> SOURCE PASSAGE:
-=-=-
Online test cheating methods. What is the newest thing to watch for?

Started by clean, August 21, 2024, 02:40:22 PM

Previous topic - Next topic

clean

We are moving more and more toward online classes.  Some faculty welcome it because , well, some are just flat lazy and this gives them even more cover to get away with even less.  Others have better reasons to like it. 
I hate it.  My discipline does not lend itself well toward this method of instruction (or at least the way we have gone about it).
 
Students (and I may be wrong) seem to think that Online = Easy or online = unrestricted testing.   We used Examity for online proctoring. It had MANY problems, but was better than anything else I have seen before or since.  Well, Examity is leaving the business. (I think that they got bought, but either way, they stop live proctoring at the end of this term).

We are going to be using Honor Lock.  We have a 2 hour meeting tomorrow about it. 

for those of you that are more experienced with these things, or Honor Lock in particular, What should I be looking for?  What are the most popular online cheating tricks by students?  What is on the cutting edge of cheating that I should try to watch out for? 

(I have gone to writing my own MC questions, or even better, modifying test bank questions by changing a number in a calculation which is easy as I am in Finance!).  However, I suspect that essay questions would need to be added to short circuit some of these issues.   

Anyway, What are the problems, potential solutions, and finally, do you have as many issues with Group Me as I seem to be having??? ("Everybody thinks that test was too hard".
-=-=-
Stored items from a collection
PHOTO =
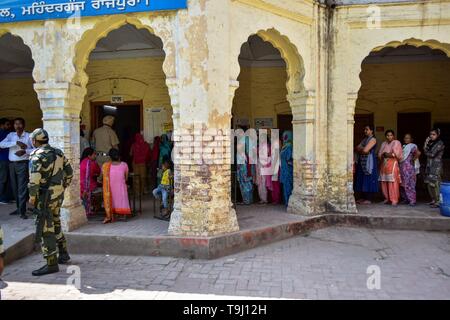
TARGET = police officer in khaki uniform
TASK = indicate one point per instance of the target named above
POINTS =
(50, 175)
(2, 252)
(105, 139)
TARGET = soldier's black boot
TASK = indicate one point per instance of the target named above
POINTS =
(50, 267)
(63, 257)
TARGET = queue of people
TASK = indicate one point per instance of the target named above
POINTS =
(14, 167)
(102, 169)
(275, 185)
(394, 168)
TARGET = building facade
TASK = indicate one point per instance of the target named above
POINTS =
(193, 60)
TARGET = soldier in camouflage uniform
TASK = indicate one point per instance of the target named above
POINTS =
(50, 175)
(2, 252)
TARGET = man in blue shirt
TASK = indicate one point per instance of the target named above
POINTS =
(5, 128)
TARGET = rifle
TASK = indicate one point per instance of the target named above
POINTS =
(43, 214)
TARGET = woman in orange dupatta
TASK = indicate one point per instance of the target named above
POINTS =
(115, 190)
(390, 154)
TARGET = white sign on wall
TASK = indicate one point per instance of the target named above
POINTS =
(117, 99)
(155, 118)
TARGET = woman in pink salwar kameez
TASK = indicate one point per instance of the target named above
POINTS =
(390, 154)
(115, 190)
(271, 175)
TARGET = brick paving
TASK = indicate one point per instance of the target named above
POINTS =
(327, 264)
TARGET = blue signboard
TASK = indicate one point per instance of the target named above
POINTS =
(26, 10)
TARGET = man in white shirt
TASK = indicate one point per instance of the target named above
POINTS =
(20, 147)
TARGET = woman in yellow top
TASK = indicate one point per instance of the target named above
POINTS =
(165, 187)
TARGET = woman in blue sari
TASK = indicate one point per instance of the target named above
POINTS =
(165, 150)
(287, 166)
(244, 172)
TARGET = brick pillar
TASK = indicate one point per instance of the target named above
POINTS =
(61, 105)
(350, 196)
(309, 187)
(202, 158)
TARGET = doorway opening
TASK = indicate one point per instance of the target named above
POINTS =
(405, 89)
(260, 103)
(129, 121)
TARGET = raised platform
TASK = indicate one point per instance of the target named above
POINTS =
(259, 225)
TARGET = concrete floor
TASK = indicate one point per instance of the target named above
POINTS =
(249, 218)
(331, 263)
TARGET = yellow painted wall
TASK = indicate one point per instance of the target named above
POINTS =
(18, 99)
(405, 87)
(134, 79)
(261, 94)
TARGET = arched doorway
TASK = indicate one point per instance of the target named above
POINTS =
(404, 88)
(18, 101)
(16, 82)
(260, 103)
(126, 79)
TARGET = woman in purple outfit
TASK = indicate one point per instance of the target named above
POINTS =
(409, 168)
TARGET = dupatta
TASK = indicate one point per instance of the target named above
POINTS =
(107, 195)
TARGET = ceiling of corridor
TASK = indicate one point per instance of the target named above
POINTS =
(130, 42)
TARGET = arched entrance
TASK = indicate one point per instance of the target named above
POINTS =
(16, 82)
(124, 77)
(404, 88)
(260, 102)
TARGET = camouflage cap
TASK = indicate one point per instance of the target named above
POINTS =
(39, 135)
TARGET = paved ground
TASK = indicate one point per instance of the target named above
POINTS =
(328, 264)
(249, 217)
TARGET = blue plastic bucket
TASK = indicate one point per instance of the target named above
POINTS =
(445, 198)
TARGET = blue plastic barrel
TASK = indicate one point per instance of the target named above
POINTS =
(445, 198)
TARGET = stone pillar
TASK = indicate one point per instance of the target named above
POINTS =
-=-=-
> WORK REQUEST 1: Quote the forum post word for word, starting at the words "Online test cheating" and ending after "of this term).".
> WORK REQUEST 2:
Answer these questions from the forum post, one per line:
(a) What service did the writer's school use for online proctoring?
(b) How long is the meeting planned for tomorrow?
(c) What subject does the writer teach?
The records were taken from a different source than the forum post.

> WRITTEN REPLY 1:
Online test cheating methods. What is the newest thing to watch for?

Started by clean, August 21, 2024, 02:40:22 PM

Previous topic - Next topic

clean

We are moving more and more toward online classes.  Some faculty welcome it because , well, some are just flat lazy and this gives them even more cover to get away with even less.  Others have better reasons to like it. 
I hate it.  My discipline does not lend itself well toward this method of instruction (or at least the way we have gone about it).
 
Students (and I may be wrong) seem to think that Online = Easy or online = unrestricted testing.   We used Examity for online proctoring. It had MANY problems, but was better than anything else I have seen before or since.  Well, Examity is leaving the business. (I think that they got bought, but either way, they stop live proctoring at the end of this term).

> WRITTEN REPLY 2:
(a) Examity
(b) 2 hours
(c) Finance